### DATA RECORDS:

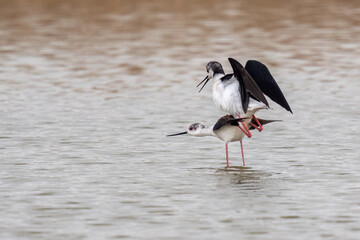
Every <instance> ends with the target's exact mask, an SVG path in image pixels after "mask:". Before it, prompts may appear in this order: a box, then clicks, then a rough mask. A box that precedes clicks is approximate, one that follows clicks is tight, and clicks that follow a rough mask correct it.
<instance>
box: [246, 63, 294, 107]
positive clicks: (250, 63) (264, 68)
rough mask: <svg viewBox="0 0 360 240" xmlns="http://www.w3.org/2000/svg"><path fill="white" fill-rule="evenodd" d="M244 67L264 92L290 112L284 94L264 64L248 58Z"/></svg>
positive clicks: (259, 86) (257, 84) (274, 79)
mask: <svg viewBox="0 0 360 240" xmlns="http://www.w3.org/2000/svg"><path fill="white" fill-rule="evenodd" d="M245 69H246V71H248V73H249V74H250V75H251V76H252V77H253V79H254V80H255V82H256V83H257V85H258V86H259V87H260V89H261V91H262V92H263V93H264V94H266V95H267V96H268V97H269V98H270V99H271V100H273V101H274V102H276V103H277V104H279V105H280V106H282V107H283V108H285V109H286V110H288V111H289V112H291V113H292V111H291V108H290V106H289V104H288V103H287V101H286V99H285V97H284V94H283V93H282V91H281V90H280V88H279V86H278V85H277V83H276V81H275V79H274V78H273V76H272V75H271V73H270V72H269V70H268V69H267V67H266V66H265V65H264V64H262V63H261V62H259V61H255V60H249V61H247V63H246V66H245Z"/></svg>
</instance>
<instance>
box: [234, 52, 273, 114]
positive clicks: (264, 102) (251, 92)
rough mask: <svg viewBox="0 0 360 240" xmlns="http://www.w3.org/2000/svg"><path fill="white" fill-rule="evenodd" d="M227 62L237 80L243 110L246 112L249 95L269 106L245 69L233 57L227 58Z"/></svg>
mask: <svg viewBox="0 0 360 240" xmlns="http://www.w3.org/2000/svg"><path fill="white" fill-rule="evenodd" d="M229 62H230V64H231V67H232V69H233V71H234V76H235V77H236V79H237V80H238V81H239V85H240V87H239V88H240V89H239V91H240V96H241V102H242V107H243V110H244V112H245V113H246V112H247V109H248V106H249V97H250V96H251V97H253V98H255V99H256V100H258V101H260V102H262V103H264V104H265V105H266V106H269V104H268V102H267V101H266V98H265V96H264V94H263V93H262V91H261V89H260V87H259V86H258V85H257V83H256V82H255V81H254V79H253V78H252V76H251V75H250V74H249V73H248V72H247V70H246V69H245V68H244V67H243V66H242V65H241V64H240V63H239V62H238V61H236V60H235V59H233V58H229Z"/></svg>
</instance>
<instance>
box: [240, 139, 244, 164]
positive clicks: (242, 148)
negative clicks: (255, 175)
mask: <svg viewBox="0 0 360 240" xmlns="http://www.w3.org/2000/svg"><path fill="white" fill-rule="evenodd" d="M240 146H241V155H242V157H243V166H244V167H245V158H244V149H243V147H242V141H240Z"/></svg>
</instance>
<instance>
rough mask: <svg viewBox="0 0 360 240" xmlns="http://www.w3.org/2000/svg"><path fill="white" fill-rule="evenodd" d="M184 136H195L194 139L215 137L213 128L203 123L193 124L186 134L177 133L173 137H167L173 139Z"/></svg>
mask: <svg viewBox="0 0 360 240" xmlns="http://www.w3.org/2000/svg"><path fill="white" fill-rule="evenodd" d="M182 134H187V135H190V136H194V137H205V136H214V135H215V134H214V131H213V130H212V128H211V127H208V126H205V125H204V124H202V123H193V124H191V125H190V126H189V127H188V129H187V131H186V132H181V133H175V134H171V135H167V136H168V137H172V136H177V135H182Z"/></svg>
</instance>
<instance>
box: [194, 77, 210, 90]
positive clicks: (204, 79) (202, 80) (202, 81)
mask: <svg viewBox="0 0 360 240" xmlns="http://www.w3.org/2000/svg"><path fill="white" fill-rule="evenodd" d="M209 80H210V78H209V76H206V78H205V79H204V80H202V81H201V82H200V83H199V84H198V85H197V86H196V87H198V86H200V85H201V84H202V83H203V82H205V83H204V85H203V86H202V87H201V89H200V90H199V92H201V90H202V89H203V88H204V87H205V85H206V84H207V82H208V81H209Z"/></svg>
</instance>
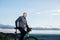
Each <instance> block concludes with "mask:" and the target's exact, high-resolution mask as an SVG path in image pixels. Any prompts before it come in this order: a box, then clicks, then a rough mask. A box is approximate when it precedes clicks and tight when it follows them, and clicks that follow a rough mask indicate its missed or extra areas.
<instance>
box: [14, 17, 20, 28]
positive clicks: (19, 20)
mask: <svg viewBox="0 0 60 40" xmlns="http://www.w3.org/2000/svg"><path fill="white" fill-rule="evenodd" d="M20 20H21V17H19V18H18V19H17V20H16V21H15V26H16V27H17V22H19V21H20Z"/></svg>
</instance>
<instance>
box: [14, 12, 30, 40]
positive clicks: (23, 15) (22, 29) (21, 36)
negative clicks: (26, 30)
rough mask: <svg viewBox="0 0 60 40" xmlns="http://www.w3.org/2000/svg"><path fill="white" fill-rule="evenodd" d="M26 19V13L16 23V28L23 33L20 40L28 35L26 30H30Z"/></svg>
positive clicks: (23, 13) (26, 16)
mask: <svg viewBox="0 0 60 40" xmlns="http://www.w3.org/2000/svg"><path fill="white" fill-rule="evenodd" d="M26 17H27V12H24V13H23V16H20V17H19V18H18V19H17V20H16V21H15V25H16V27H18V29H19V31H20V33H21V37H20V40H23V38H24V36H25V34H26V33H27V31H28V30H27V31H25V30H24V29H25V28H27V29H29V27H28V24H27V20H26Z"/></svg>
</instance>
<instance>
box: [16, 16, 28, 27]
mask: <svg viewBox="0 0 60 40" xmlns="http://www.w3.org/2000/svg"><path fill="white" fill-rule="evenodd" d="M15 24H16V26H18V27H26V25H27V21H26V18H25V17H24V16H20V17H19V18H18V19H17V20H16V21H15Z"/></svg>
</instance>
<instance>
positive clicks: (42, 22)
mask: <svg viewBox="0 0 60 40" xmlns="http://www.w3.org/2000/svg"><path fill="white" fill-rule="evenodd" d="M25 11H26V12H27V13H28V16H27V22H28V24H29V26H30V27H36V28H39V27H42V28H60V0H0V24H4V25H12V26H15V20H16V19H17V18H18V17H19V16H22V14H23V12H25Z"/></svg>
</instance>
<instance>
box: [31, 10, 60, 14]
mask: <svg viewBox="0 0 60 40" xmlns="http://www.w3.org/2000/svg"><path fill="white" fill-rule="evenodd" d="M30 13H32V14H43V15H44V14H47V15H60V10H44V11H36V10H30Z"/></svg>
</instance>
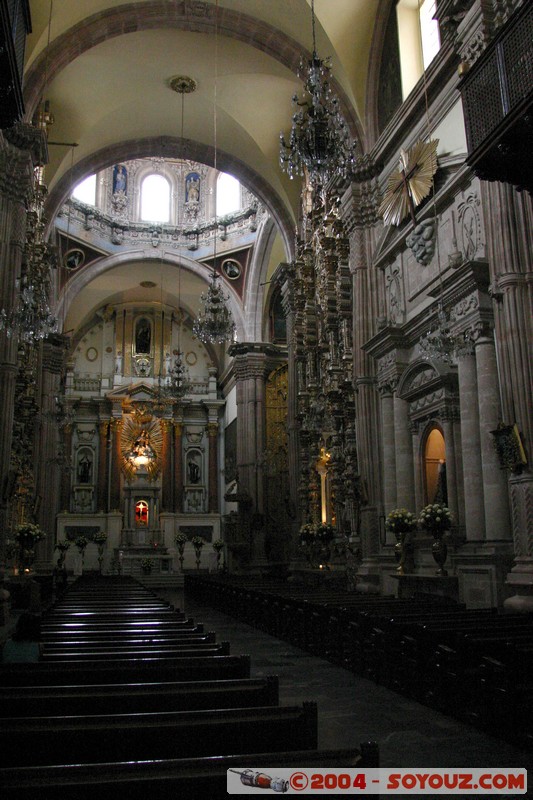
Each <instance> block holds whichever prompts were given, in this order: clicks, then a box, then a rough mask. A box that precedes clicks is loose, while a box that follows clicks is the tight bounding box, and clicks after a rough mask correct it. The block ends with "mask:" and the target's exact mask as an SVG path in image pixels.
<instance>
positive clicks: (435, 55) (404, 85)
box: [396, 0, 440, 100]
mask: <svg viewBox="0 0 533 800" xmlns="http://www.w3.org/2000/svg"><path fill="white" fill-rule="evenodd" d="M436 7H437V2H436V0H398V4H397V6H396V14H397V19H398V41H399V45H400V65H401V74H402V94H403V99H404V100H405V98H406V97H407V95H408V94H409V93H410V92H411V90H412V89H413V88H414V86H415V84H416V83H417V81H418V80H419V78H420V77H421V76H422V74H423V72H424V70H426V69H427V68H428V66H429V64H430V63H431V62H432V61H433V59H434V58H435V56H436V55H437V53H438V52H439V49H440V34H439V23H438V22H437V20H436V19H434V16H435V12H436Z"/></svg>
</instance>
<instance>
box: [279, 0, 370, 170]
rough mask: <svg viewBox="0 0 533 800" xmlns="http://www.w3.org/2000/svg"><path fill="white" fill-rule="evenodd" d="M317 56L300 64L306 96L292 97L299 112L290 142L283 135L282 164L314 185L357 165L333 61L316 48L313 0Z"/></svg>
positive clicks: (298, 112) (281, 145)
mask: <svg viewBox="0 0 533 800" xmlns="http://www.w3.org/2000/svg"><path fill="white" fill-rule="evenodd" d="M311 19H312V26H313V55H312V57H311V58H310V59H309V60H307V61H304V60H303V59H302V62H301V63H300V69H299V71H298V77H299V78H301V79H302V80H303V83H304V91H303V96H302V98H299V97H298V95H296V94H295V95H294V97H293V98H292V102H293V107H294V108H295V113H294V114H293V117H292V128H291V133H290V136H289V141H288V143H287V142H286V141H285V137H284V135H283V133H281V134H280V156H279V159H280V166H281V168H282V170H284V171H285V172H286V173H287V174H288V176H289V178H291V179H292V178H294V176H295V175H303V174H304V171H305V172H307V174H308V176H309V180H310V182H311V184H313V185H317V184H318V185H322V184H324V183H326V182H327V181H328V180H329V179H330V178H332V177H333V176H335V175H337V176H340V177H343V178H345V177H347V175H349V173H350V171H351V169H352V167H353V166H354V164H355V159H356V154H355V144H354V141H353V139H352V137H351V136H350V132H349V129H348V125H347V123H346V120H345V119H344V116H343V114H342V112H341V110H340V103H339V99H338V97H337V96H336V95H335V93H334V92H333V90H332V88H331V64H330V60H329V59H325V60H322V59H320V58H319V57H318V54H317V51H316V34H315V4H314V0H312V2H311Z"/></svg>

### ACTIVITY:
In the material above, locate the line containing "Each <instance> block concludes" and the line containing "box: [14, 17, 20, 28]". Transcribe exactly those two lines and every line between them, and nothing more.

### FINISHED EXERCISE:
Each <instance> block concludes with "mask:" and the target's exact, high-resolution mask as an SVG path in image pixels. Any prompts before it come in this order: a box, then clicks, then a rough mask. A box is approximate when it precedes clicks and tight when it follows them, and clicks that follow a rough mask indicate its missed or extra areas.
<instance>
box: [14, 17, 20, 28]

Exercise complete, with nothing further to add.